Problem to solve:
Please count the lines in the material below that contain the string "trunk". Reply with only that number.

(Outline items for labeled areas)
● ● ● ●
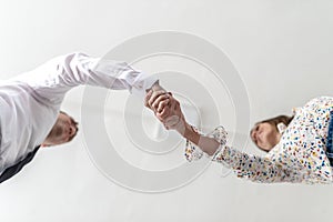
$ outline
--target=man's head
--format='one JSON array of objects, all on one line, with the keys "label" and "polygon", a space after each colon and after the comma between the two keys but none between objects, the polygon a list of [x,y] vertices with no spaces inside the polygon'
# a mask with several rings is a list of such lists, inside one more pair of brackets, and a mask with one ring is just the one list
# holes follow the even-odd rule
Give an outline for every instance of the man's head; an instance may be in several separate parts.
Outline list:
[{"label": "man's head", "polygon": [[259,149],[269,152],[280,142],[282,135],[278,130],[278,124],[289,125],[292,120],[293,117],[279,115],[258,122],[250,132],[251,139]]},{"label": "man's head", "polygon": [[65,112],[60,111],[57,122],[42,143],[42,147],[59,145],[70,142],[78,133],[78,122]]}]

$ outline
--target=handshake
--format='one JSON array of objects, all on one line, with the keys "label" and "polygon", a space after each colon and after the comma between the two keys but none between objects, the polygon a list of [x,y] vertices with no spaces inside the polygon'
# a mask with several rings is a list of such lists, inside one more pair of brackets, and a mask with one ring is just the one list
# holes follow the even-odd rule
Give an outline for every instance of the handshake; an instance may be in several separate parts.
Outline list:
[{"label": "handshake", "polygon": [[171,92],[161,88],[159,81],[145,94],[144,105],[154,112],[167,130],[176,130],[180,134],[184,134],[186,121],[180,102]]},{"label": "handshake", "polygon": [[[221,143],[219,142],[220,140],[201,135],[194,128],[192,128],[192,125],[186,123],[180,108],[180,102],[173,98],[171,92],[167,92],[163,88],[161,88],[159,81],[157,81],[151,89],[147,91],[144,105],[154,112],[155,117],[163,123],[167,130],[176,130],[188,141],[198,145],[201,149],[200,152],[203,151],[209,155],[216,152]],[[223,133],[220,134],[223,135]],[[188,155],[195,155],[193,154],[195,150],[193,147],[186,150],[189,150]]]}]

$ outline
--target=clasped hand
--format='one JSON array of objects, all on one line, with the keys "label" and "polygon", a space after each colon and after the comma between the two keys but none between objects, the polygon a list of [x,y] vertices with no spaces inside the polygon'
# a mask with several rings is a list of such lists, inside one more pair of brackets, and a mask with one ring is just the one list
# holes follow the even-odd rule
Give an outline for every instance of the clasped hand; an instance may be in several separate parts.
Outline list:
[{"label": "clasped hand", "polygon": [[185,119],[180,102],[171,92],[150,90],[144,98],[144,105],[154,112],[167,130],[183,131]]}]

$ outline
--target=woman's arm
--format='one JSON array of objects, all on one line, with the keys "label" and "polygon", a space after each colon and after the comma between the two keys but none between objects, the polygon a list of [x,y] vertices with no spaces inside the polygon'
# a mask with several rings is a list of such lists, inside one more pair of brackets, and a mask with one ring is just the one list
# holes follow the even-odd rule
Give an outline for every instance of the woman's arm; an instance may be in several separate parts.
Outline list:
[{"label": "woman's arm", "polygon": [[[154,105],[159,108],[159,103],[164,100],[158,101],[159,97],[157,97],[157,93],[152,94],[155,98],[149,101],[151,94],[148,94],[147,101],[149,102],[147,102],[147,107],[151,108]],[[168,100],[168,104],[162,105],[162,110],[159,111],[159,109],[155,109],[155,115],[163,122],[167,129],[176,130],[188,140],[186,150],[200,149],[212,157],[212,161],[232,169],[239,178],[249,179],[253,182],[306,182],[306,171],[301,172],[297,169],[287,169],[268,157],[263,158],[241,152],[234,148],[221,144],[216,139],[211,138],[210,134],[203,135],[196,132],[185,121],[179,101],[173,97],[169,97]]]}]

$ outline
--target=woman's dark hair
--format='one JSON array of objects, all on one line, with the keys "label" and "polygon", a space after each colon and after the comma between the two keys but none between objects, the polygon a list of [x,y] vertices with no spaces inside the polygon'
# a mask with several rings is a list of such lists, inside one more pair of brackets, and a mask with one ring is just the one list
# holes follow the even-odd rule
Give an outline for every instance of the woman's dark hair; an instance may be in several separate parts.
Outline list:
[{"label": "woman's dark hair", "polygon": [[283,122],[286,127],[289,125],[289,123],[294,119],[294,117],[289,117],[289,115],[278,115],[275,118],[271,118],[271,119],[268,119],[268,120],[263,120],[263,121],[260,121],[255,124],[259,124],[259,123],[270,123],[272,125],[275,125],[276,130],[278,130],[278,124],[280,122]]},{"label": "woman's dark hair", "polygon": [[[289,123],[291,123],[291,121],[294,119],[294,115],[289,117],[289,115],[278,115],[275,118],[271,118],[271,119],[266,119],[266,120],[262,120],[258,123],[255,123],[255,125],[260,124],[260,123],[270,123],[271,125],[274,125],[276,128],[276,131],[279,131],[278,129],[278,124],[283,122],[286,127],[289,125]],[[251,131],[252,132],[252,131]],[[250,134],[251,134],[250,132]],[[258,145],[256,145],[258,147]],[[261,149],[260,147],[258,147],[260,150],[269,152],[266,150]]]}]

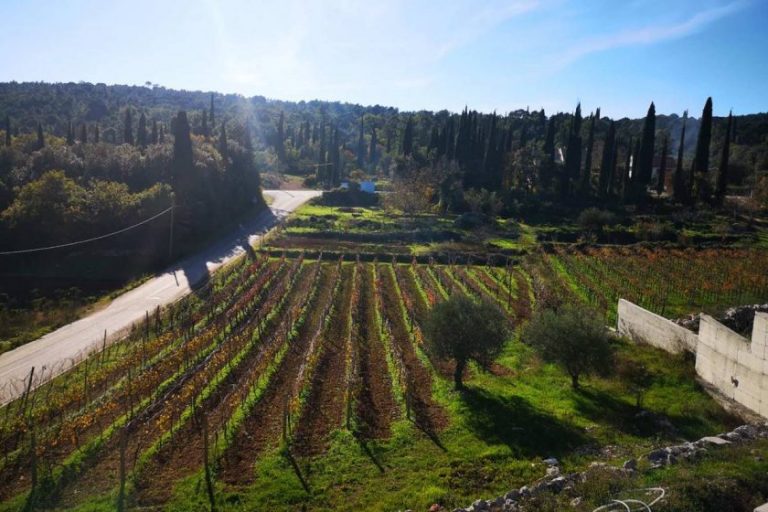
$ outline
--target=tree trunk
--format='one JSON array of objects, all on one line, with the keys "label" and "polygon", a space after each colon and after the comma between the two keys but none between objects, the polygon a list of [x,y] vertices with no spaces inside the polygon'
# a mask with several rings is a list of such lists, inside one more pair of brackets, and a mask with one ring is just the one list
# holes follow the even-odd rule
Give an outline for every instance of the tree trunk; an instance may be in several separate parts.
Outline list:
[{"label": "tree trunk", "polygon": [[461,378],[464,376],[464,368],[467,366],[467,362],[464,359],[456,360],[456,369],[453,370],[453,383],[457,391],[464,389],[464,382]]}]

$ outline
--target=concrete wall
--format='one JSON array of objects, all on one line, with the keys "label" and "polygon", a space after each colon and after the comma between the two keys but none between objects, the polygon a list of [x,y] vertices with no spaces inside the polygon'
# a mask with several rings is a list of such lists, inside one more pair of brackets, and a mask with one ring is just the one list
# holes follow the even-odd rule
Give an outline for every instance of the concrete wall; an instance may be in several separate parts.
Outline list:
[{"label": "concrete wall", "polygon": [[[768,361],[765,357],[766,315],[755,315],[753,340],[702,315],[696,373],[726,396],[768,417]],[[760,334],[762,333],[762,336]]]},{"label": "concrete wall", "polygon": [[668,352],[696,354],[696,373],[725,396],[768,418],[768,313],[755,314],[752,340],[701,315],[698,335],[624,299],[618,331]]},{"label": "concrete wall", "polygon": [[684,350],[696,351],[696,333],[627,300],[619,299],[618,318],[619,334],[637,342],[653,345],[673,354]]}]

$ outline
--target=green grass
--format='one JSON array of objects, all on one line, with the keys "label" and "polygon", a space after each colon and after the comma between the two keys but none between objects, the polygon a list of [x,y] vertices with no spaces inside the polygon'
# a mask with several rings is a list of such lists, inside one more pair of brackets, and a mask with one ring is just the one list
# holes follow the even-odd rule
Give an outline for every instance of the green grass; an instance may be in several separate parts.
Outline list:
[{"label": "green grass", "polygon": [[[436,378],[435,398],[451,418],[436,440],[403,419],[393,425],[391,439],[366,446],[338,431],[325,455],[299,461],[309,493],[288,460],[274,451],[260,457],[251,487],[219,486],[219,505],[223,510],[424,510],[437,502],[450,508],[540,478],[544,457],[558,457],[566,471],[577,471],[595,459],[590,448],[611,444],[619,457],[640,456],[659,444],[732,425],[698,388],[690,362],[623,342],[617,352],[651,368],[654,382],[644,406],[668,418],[678,434],[660,435],[652,425],[638,424],[634,397],[616,379],[587,379],[582,391],[574,391],[560,369],[542,364],[513,341],[498,360],[508,375],[475,368],[464,393]],[[179,485],[168,509],[197,509],[203,503],[200,473]]]}]

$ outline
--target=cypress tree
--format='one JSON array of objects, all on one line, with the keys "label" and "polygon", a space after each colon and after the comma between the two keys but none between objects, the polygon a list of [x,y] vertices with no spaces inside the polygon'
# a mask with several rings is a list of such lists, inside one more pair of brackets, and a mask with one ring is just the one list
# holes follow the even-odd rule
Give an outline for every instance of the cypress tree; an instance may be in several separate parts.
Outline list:
[{"label": "cypress tree", "polygon": [[37,149],[43,149],[45,147],[45,135],[43,134],[43,125],[38,121],[37,123]]},{"label": "cypress tree", "polygon": [[555,161],[555,118],[550,117],[547,123],[547,135],[544,137],[544,154],[551,162]]},{"label": "cypress tree", "polygon": [[222,121],[219,131],[219,154],[224,162],[229,158],[229,143],[227,142],[227,124]]},{"label": "cypress tree", "polygon": [[683,129],[680,132],[680,146],[677,148],[677,167],[675,168],[674,194],[675,201],[687,203],[689,201],[689,187],[686,183],[683,171],[683,156],[685,150],[685,125],[688,123],[688,111],[683,113]]},{"label": "cypress tree", "polygon": [[285,162],[285,114],[280,111],[280,119],[277,122],[277,139],[275,140],[275,152],[280,162]]},{"label": "cypress tree", "polygon": [[171,162],[171,169],[174,190],[178,190],[180,183],[187,181],[184,178],[188,177],[187,175],[192,171],[193,157],[190,133],[187,113],[180,110],[176,114],[176,119],[173,123],[173,160]]},{"label": "cypress tree", "polygon": [[144,115],[144,112],[139,116],[139,129],[136,132],[136,139],[139,147],[142,149],[147,147],[147,117]]},{"label": "cypress tree", "polygon": [[581,194],[588,196],[592,192],[592,147],[595,145],[595,123],[600,120],[600,109],[590,116],[589,136],[587,137],[587,156],[584,160],[584,171],[581,174]]},{"label": "cypress tree", "polygon": [[664,193],[664,181],[667,174],[667,158],[669,157],[669,136],[664,135],[664,142],[661,144],[661,164],[659,165],[659,175],[656,181],[656,193]]},{"label": "cypress tree", "polygon": [[211,132],[208,131],[208,111],[203,110],[203,121],[201,126],[203,137],[206,139],[211,135]]},{"label": "cypress tree", "polygon": [[629,138],[629,144],[627,144],[627,159],[624,163],[624,173],[621,180],[621,196],[624,201],[627,200],[630,188],[630,172],[632,170],[632,137]]},{"label": "cypress tree", "polygon": [[[186,119],[186,113],[184,118]],[[123,126],[123,142],[133,145],[133,119],[131,118],[131,109],[125,109],[125,122]]]},{"label": "cypress tree", "polygon": [[638,199],[645,197],[648,184],[653,173],[653,154],[656,139],[656,106],[651,102],[648,114],[643,123],[643,135],[637,154],[637,162],[633,164],[632,181],[636,184]]},{"label": "cypress tree", "polygon": [[373,165],[376,165],[376,144],[378,144],[376,140],[376,125],[371,125],[371,145],[368,150],[368,161]]},{"label": "cypress tree", "polygon": [[731,131],[733,130],[733,111],[728,113],[728,127],[725,130],[725,140],[723,141],[723,153],[720,156],[720,169],[717,174],[717,190],[715,191],[715,201],[718,205],[723,204],[726,188],[728,187],[728,159],[731,151]]},{"label": "cypress tree", "polygon": [[[712,140],[712,98],[707,98],[701,113],[701,128],[696,140],[696,153],[693,159],[692,179],[699,199],[706,200],[709,195],[709,145]],[[693,194],[692,194],[693,196]]]},{"label": "cypress tree", "polygon": [[75,130],[72,128],[72,121],[67,121],[67,146],[75,143]]},{"label": "cypress tree", "polygon": [[357,137],[357,166],[362,168],[365,165],[365,135],[363,130],[363,116],[360,116],[360,135]]},{"label": "cypress tree", "polygon": [[403,156],[413,154],[413,118],[408,116],[403,130]]},{"label": "cypress tree", "polygon": [[603,158],[600,162],[600,179],[598,180],[598,195],[601,198],[610,194],[611,183],[613,181],[616,152],[616,123],[611,120],[611,124],[608,126],[608,134],[605,136],[605,144],[603,145]]},{"label": "cypress tree", "polygon": [[581,103],[576,105],[573,122],[568,136],[568,147],[565,151],[565,169],[560,176],[560,194],[563,199],[571,195],[571,181],[581,172]]}]

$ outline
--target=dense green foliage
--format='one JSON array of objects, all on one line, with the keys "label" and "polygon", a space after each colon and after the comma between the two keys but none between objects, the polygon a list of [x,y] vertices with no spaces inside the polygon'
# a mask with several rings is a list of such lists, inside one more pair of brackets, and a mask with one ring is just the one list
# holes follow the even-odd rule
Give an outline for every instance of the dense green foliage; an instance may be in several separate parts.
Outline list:
[{"label": "dense green foliage", "polygon": [[507,320],[498,306],[454,295],[432,309],[425,326],[431,351],[456,362],[454,384],[462,389],[469,360],[487,366],[507,341]]},{"label": "dense green foliage", "polygon": [[584,374],[607,373],[613,357],[604,322],[571,304],[558,310],[538,310],[526,326],[523,340],[545,361],[562,366],[574,388]]}]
● ● ● ●
Solution for this exercise:
3